◆ Tasks to complete:
A: In the COVID-19 excerpt, what R-square value is reported for the multivariable model of case frequency?
B: From the COVID-19 excerpt, transcribe the passage from "Associations between demographic" to "in univariate analysis.".

◆ Excerpted text:
-*-
Associations between demographic factors, comorbidities, and environmental factors on case numbers, test numbers and percent mortality in univariate analysis.
| Cases per million | Tests per million | Mortality percent | |
|---|---|---|---|
| Age | No | No | Yes (more mortality with increased age) |
| Gender | Yes (higher frequency with more females) | No | No |
| Race, White | No | No | No |
| Race, Black | No | No | No |
| Race, Native American | No | No | No |
| Race, Asian | No | No | No |
| Race, Islander | No | No | No |
| Race, Other race | Yes (higher frequency with other race) | No | No |
| Race, multiple race | No | No | No |
| Uninsured | Yes (higher frequency with less uninsured) | Yes (lower frequency with more uninsured) | Yes (lower mortality with more uninsured) |
| Obesity | Yes (higher frequency with lower obesity) | No | No |
| Asthma | No | No | Yes (higher mortality with more asthma) |
| Diabetes | No | No | No |
| Chronic obstructive pulmonary disease (COPD) | No | No | No |
| Myocardial infarction | No | No | No |
| Coronary artery disease | No | No | No |
| Hypertension | No | No | No |
| Hyperlipidaemia | No | No | No |
| Cancer | No | No | No |
| Stroke | No | No | No |
| Human immunodeficiency virus (HIV) | No | No | No |
| Physical inactivity | No | No | No |
| Received influenza vaccination | No | No | No |
| State population density | Yes (higher frequency with more density) | Yes (higher frequency with more density) | Yes (more mortality with greater density) |
| Urban air quality rank (lower number is better quality) | No | No | No |
| Drinking water quality rank (lower number is better quality) | No | No | No |
| Ultraviolet (UV) index | Yes (higher frequency with lower UV index) | No | No |
| Precipitation | No | No | No |
| Average temperature | No | No | No |
| Average household income | Yes (higher frequency with higher average income) | No | No |
| High school grad percent | No | No | No |
| Social distancing score | No | No | No |
| Alcohol consumption | No | No | No |
| Current cigarette smoker | Yes (higher frequency with lower smoking) | No | No |
| Cocaine | No | No | Yes |
| Marijuana | No | No | No |
| Per capita health care spending | Yes (higher frequency with higher spending) | Yes (higher frequency with higher spending) | No |
| Public transportation volume | Yes (higher frequency with higher volume) | Yes (higher frequency with higher volume) | Yes (higher mortality with higher volume) |
| Number of residents in nursing home facilities | Yes (higher frequency with higher number) | No | Yes (higher mortality with higher number) |
| Number of inmates in prisons | No | No | No |
| Tourism ranking 2018 (lower number means more tourists) | Yes (higher frequency with more tourists) | Yes (higher frequency with more tourists) | Yes (higher mortality with more tourists) |
COVID-19 case frequency, multivariate analyses
The following factors were associated with greater case frequency on multivariable analyses: higher population density (beta coefficient 7.5, p < .01) and increased public transportation volume (beta coefficient 0.1, p < .01). The R-square for this model was 0.78. Collinearity analyses did not demonstrate any significant collinearity (Table 2 shows multivariate analyses).
-*-
◆ Data:
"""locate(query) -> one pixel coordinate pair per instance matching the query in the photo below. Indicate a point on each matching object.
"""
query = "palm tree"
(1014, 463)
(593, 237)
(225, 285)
-*-
◆ Solution list:
A: 0.78

B:
Associations between demographic factors, comorbidities, and environmental factors on case numbers, test numbers and percent mortality in univariate analysis.